● **Задание 1**: Что, согласно отрывку для чтения, произошло с командиром части Голубевым по итогам поездки полковника?

● **Отрывок для чтения**:

В ближайшие полгода я похудел килограммов на десять, одежда на мне болталась как на огородном чучеле. Курил беспрерывно, ел нерегулярно, семьи практически не видел. Из Москвы военные комиссии приезжали еще два раза. Пили, ели, развлекались за счет командира и, как докладывали оперативные источники горотдела, беспрерывно «костерили» меня за глаза. Вызывали потерпевших от побоев солдат, которые писали мне объяснения. Заставляли всех их отказываться от написанного. Мало того, в новых объяснениях этих несчастных солдатиков заставляли писать, что объяснения от них я брал, угрожая им всякими карами.

Наконец, наш боевой генерал Багнюк не выдержал. Видимо, по его ходатайству и инициативе в часть приехал с проверкой из Уральского военного округа заместитель начальника политуправления, полковник, порядочный офицер и коммунист. По линии политуправления эта воинская часть подчинялась Уральскому военному округу, а не напрямую Москве. Он подробно записал с моих слов многочисленные случаи нарушений Устава Вооруженных Сил и факты злоупотреблений. С разрешения руководства я привел ему строки из некоторых солдатских писем домой. Они были душераздирающие. Запомнилось одно из них, отправленное солдатом-армянином президенту США Картеру. В нем он подробно описал, в каких ужасающих условиях проходит службу в этой части, издевательства и голод солдат. Просил срочного вмешательства и помощи. Полковник, прочитав, побледнел, видимо, он представил, что было бы, если бы это письмо американцы опубликовали в прессе. Пробыл полковник в части около десяти дней, подробно беседуя с разными людьми. Перед отъездом вызвал меня к себе и, показывая на толстую папку взятых им объяснений, сказал, что все 100 процентов моей информации подтвердились, и от имени командования округа выразил мне благодарность. По итогам его поездки командир части Голубев был с должности снят и отправлен с понижением в отдаленную часть страны. Секретарь парткома майор, его собутыльник, полковник выяснил это самостоятельно, оказывается, украл большую сумму партийных взносов и был привлечен к уголовной ответственности. Обстановка в части кардинально изменилась к лучшему по всем направлениям.

Я знаю, что наши военные контрразведчики действуют всегда так же, как и я, тогда еще молодой и «зеленый». Выметают поганой метлой мусор из армейских рядов, и наша армия от этого становится только чище и сильнее.

● **Примеры разметки точками**:
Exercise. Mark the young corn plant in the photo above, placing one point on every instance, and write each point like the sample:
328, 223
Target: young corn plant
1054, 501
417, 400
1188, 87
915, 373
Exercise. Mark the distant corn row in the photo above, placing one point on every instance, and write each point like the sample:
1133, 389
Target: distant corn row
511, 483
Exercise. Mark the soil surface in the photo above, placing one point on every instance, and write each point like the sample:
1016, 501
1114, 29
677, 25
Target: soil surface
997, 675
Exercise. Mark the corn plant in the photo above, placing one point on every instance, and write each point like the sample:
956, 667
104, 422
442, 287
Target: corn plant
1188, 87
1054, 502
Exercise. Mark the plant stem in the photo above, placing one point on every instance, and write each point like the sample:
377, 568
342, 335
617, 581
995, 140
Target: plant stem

● **Задание 2**: Перепечатайте из списка фрагмент, который начинается строкой, содержащей «Exercise. Mark the plant», и продолжается до конца списка; обе границы включите.

● **Ожидаемый ответ 1**: Его сняли с должности и с понижением отправили в отдаленную часть страны.

● **Ожидаемый ответ 2**:
Exercise. Mark the plant stem in the photo above, placing one point on every instance, and write each point like the sample:
377, 568
342, 335
617, 581
995, 140
Target: plant stem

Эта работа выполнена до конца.